-- Problem details --
Return the stretch of rows below from the line that contains "indicate the cluster" through the line that contains "column 281, row 231", reproducing those lines exactly.

Entries from a point annotation set
- - -

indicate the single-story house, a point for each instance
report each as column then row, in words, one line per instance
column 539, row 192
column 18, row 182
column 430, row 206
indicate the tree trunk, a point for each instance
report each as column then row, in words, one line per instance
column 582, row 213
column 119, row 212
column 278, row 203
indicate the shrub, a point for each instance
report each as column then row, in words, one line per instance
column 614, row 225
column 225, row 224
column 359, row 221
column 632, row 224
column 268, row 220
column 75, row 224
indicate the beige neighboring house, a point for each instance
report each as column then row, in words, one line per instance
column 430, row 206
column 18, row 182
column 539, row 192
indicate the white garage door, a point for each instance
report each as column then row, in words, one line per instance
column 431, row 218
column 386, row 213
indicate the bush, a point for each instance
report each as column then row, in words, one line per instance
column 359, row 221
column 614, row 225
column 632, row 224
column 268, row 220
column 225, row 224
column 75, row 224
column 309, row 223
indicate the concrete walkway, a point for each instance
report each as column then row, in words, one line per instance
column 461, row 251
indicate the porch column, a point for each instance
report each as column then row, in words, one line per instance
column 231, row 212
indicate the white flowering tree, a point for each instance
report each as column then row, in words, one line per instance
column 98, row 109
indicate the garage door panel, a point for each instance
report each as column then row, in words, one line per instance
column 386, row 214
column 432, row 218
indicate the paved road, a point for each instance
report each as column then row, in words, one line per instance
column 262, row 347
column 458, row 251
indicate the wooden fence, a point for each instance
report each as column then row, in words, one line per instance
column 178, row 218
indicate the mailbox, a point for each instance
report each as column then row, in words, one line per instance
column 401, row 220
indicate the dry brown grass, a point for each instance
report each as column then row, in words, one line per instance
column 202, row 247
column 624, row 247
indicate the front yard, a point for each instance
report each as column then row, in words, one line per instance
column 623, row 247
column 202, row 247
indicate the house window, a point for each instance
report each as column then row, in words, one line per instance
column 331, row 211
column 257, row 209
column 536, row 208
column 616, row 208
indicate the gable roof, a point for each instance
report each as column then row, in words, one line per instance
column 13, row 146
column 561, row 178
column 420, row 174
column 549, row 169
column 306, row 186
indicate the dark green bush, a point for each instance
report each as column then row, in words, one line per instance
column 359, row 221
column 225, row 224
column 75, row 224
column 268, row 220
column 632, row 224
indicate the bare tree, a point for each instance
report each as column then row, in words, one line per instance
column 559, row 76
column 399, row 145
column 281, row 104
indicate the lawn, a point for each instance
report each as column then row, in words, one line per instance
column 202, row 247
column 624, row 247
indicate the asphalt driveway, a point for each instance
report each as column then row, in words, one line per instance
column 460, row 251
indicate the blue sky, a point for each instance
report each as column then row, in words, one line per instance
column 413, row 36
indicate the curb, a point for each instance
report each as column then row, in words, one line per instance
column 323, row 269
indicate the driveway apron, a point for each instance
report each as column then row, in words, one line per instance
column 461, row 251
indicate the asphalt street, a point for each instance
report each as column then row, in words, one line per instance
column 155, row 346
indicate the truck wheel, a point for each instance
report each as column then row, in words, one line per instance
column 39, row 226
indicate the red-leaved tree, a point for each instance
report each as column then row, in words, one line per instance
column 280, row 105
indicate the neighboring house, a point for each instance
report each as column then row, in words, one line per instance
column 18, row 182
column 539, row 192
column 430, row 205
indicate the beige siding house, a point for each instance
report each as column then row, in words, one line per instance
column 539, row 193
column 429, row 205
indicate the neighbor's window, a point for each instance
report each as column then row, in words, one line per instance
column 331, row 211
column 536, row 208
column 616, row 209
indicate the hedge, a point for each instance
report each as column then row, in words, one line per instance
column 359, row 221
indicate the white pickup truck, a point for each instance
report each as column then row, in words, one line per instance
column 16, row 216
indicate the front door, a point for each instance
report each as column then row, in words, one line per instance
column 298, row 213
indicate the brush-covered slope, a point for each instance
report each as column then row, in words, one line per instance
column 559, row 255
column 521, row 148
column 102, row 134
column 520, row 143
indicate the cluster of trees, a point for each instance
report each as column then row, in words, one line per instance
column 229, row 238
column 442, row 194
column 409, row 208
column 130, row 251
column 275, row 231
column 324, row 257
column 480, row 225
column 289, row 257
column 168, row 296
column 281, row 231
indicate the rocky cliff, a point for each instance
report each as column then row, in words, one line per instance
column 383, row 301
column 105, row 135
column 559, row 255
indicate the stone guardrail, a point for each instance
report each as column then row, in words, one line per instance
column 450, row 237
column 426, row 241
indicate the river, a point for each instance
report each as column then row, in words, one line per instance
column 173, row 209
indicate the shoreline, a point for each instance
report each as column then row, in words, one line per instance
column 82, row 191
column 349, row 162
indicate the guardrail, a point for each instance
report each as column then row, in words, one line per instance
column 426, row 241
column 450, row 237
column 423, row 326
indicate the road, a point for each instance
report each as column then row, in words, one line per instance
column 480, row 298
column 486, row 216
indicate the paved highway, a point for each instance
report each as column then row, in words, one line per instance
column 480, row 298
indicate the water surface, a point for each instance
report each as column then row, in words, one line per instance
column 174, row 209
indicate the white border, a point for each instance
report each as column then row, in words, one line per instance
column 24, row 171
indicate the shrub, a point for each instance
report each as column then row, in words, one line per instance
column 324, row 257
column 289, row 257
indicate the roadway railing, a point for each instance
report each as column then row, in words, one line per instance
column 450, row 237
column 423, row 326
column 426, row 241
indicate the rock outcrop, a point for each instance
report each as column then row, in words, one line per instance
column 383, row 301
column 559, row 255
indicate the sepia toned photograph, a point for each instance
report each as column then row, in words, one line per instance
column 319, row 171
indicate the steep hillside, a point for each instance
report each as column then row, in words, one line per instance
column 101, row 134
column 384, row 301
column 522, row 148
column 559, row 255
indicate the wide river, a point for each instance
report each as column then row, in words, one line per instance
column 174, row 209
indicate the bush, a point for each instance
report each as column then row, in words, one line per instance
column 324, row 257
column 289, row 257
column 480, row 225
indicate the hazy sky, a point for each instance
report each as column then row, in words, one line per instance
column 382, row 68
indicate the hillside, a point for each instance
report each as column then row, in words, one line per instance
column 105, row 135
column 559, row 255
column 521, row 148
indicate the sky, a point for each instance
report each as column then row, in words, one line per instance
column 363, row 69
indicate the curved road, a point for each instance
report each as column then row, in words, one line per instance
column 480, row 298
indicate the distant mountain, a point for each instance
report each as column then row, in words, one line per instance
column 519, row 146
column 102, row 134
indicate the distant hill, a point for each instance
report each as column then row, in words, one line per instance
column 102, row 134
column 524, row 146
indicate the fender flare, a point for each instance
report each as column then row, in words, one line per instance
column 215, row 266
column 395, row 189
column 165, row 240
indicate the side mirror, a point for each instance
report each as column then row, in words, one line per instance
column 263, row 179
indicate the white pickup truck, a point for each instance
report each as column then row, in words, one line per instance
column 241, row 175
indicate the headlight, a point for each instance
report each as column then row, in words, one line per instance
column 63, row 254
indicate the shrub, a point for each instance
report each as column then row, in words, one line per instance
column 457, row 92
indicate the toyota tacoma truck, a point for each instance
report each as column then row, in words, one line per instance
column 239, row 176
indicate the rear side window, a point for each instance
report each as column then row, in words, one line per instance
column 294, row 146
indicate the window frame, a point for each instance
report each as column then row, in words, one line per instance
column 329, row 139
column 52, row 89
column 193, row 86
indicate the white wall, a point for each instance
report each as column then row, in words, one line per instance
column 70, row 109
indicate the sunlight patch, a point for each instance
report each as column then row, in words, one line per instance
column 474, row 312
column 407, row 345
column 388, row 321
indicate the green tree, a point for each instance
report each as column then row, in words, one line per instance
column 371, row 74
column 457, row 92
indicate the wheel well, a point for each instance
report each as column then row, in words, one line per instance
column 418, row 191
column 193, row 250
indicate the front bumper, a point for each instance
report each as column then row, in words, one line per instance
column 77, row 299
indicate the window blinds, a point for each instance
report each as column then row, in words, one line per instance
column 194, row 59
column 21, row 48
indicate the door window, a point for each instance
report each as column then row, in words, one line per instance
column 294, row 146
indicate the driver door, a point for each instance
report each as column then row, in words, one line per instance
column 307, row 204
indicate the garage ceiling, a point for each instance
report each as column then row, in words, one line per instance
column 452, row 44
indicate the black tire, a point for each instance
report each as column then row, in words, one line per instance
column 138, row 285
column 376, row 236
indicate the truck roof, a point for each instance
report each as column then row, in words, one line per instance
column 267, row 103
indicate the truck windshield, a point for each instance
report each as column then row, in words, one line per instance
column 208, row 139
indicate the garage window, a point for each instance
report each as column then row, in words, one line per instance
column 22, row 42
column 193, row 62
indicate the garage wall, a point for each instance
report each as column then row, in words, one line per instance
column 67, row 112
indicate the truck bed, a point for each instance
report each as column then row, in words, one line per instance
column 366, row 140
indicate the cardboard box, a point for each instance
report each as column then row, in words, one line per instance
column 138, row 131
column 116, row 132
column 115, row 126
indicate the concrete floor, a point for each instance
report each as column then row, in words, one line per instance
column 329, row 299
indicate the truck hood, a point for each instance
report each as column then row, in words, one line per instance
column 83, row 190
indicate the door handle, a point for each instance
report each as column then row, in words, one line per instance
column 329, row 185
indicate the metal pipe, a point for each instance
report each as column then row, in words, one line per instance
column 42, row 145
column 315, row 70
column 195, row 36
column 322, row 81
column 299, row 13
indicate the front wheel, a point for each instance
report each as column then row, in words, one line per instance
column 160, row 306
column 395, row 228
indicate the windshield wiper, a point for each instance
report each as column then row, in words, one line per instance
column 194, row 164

- - -

-- Task response --
indicate the cluster of trees, a point for each instance
report each as column then row, in words, one line per instance
column 229, row 238
column 442, row 194
column 409, row 208
column 130, row 251
column 275, row 231
column 324, row 257
column 480, row 225
column 289, row 257
column 168, row 296
column 281, row 231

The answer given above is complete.